Reproduce the lines below, substituting "item" for each occurrence of "instance" and leaving everything else unchanged.

## Start STORED DATA

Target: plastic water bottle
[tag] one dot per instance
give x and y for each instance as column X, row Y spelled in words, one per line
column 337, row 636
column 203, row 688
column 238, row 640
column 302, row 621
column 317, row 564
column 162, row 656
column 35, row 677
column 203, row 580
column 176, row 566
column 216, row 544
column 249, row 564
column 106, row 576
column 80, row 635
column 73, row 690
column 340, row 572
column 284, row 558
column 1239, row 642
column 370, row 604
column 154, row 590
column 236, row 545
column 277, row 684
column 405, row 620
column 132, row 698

## End STORED DATA

◆ SOLUTION TO THE PROBLEM ◆
Target: plastic water bottle
[tag] one dot per item
give x and y for each item as column X, row Y spelled in words, one per line
column 337, row 636
column 203, row 688
column 238, row 640
column 302, row 621
column 317, row 564
column 162, row 656
column 35, row 677
column 203, row 580
column 176, row 566
column 216, row 544
column 249, row 564
column 106, row 576
column 80, row 635
column 73, row 690
column 340, row 572
column 284, row 558
column 1239, row 642
column 370, row 604
column 154, row 590
column 236, row 545
column 277, row 684
column 405, row 620
column 132, row 698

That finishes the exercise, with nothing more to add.